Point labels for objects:
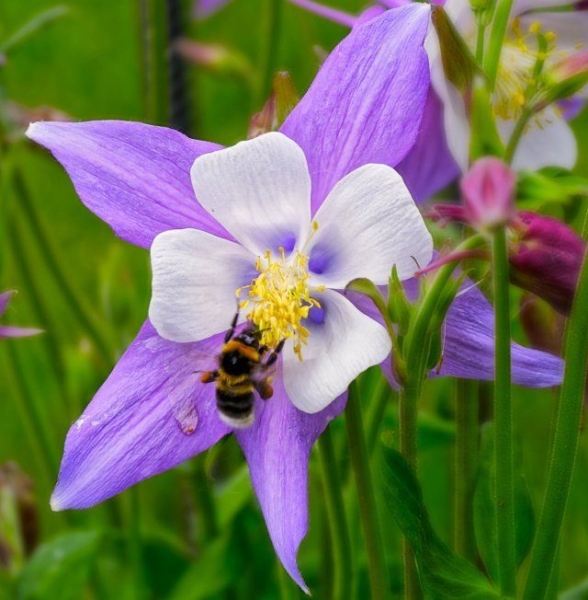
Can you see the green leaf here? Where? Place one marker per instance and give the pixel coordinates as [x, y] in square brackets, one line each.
[484, 521]
[59, 569]
[216, 570]
[442, 574]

AIM OF THE TASK: Reproduce every line of the material above verbatim, omitting the pictures.

RESULT OF THIS EXERCISE:
Can you see the green leaf here? Where? Place one marker per instance and give the pixel coordinates as [x, y] in square brackets, one line each.
[484, 521]
[59, 569]
[216, 570]
[442, 574]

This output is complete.